* **Challenge**
Revise the entries below so that "fruiting body" becomes "sporocarp" wherever it occurs, with everything else left as it is.

* **Task data**
■ ■ ■ ■ ■ ■ ■
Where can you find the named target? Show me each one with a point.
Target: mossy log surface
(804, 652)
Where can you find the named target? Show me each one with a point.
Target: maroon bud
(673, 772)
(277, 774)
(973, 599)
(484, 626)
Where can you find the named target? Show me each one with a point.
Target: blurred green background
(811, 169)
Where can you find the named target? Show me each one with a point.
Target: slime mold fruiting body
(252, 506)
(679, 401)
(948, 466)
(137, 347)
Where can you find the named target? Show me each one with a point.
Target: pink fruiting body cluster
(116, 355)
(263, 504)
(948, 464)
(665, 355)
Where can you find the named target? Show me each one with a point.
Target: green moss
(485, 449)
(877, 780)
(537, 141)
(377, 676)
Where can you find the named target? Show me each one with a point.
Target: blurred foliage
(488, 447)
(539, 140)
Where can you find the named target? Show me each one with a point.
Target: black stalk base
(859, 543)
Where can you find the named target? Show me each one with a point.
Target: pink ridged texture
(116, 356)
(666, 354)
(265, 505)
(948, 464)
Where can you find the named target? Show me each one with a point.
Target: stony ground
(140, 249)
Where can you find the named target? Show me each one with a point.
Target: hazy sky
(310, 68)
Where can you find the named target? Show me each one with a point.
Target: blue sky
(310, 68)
■ ■ ■ ■ ■ ■ ■
* **Written response**
Where can you find the named target? Show me each one with a point.
Target: mossy log surface
(804, 652)
Where can you find the named target? Show me each one with a point.
Target: maroon bud
(673, 772)
(277, 774)
(973, 599)
(484, 626)
Where can you find the named target? Show me each one with a point.
Target: blurred green background
(811, 169)
Where can you find the named target? Show me each one with a point.
Target: slime mold sporocarp
(252, 506)
(679, 401)
(948, 466)
(137, 347)
Where can you find the named target? Show me each one with a point.
Target: pink sporocarp cluster
(116, 355)
(263, 504)
(948, 464)
(665, 355)
Where can you find the named target? Show me each one with a point.
Target: green moss
(485, 449)
(877, 780)
(537, 141)
(377, 676)
Where can you find the named target? Show me each one with a point.
Target: blurred foliage
(488, 447)
(539, 140)
Where can you find the named target? Show me each one with a point.
Target: black stalk base
(859, 543)
Where can you find the named target? Show me each one with a point.
Target: pink ridged texture
(116, 356)
(666, 354)
(265, 505)
(948, 464)
Where can you find the named target? Show me each one with a point.
Target: stony ground
(140, 249)
Where can you find the named target? Show me each one with a point.
Target: hazy sky
(310, 68)
Where can you find the named target? Show me each one with a point.
Target: blue sky
(310, 68)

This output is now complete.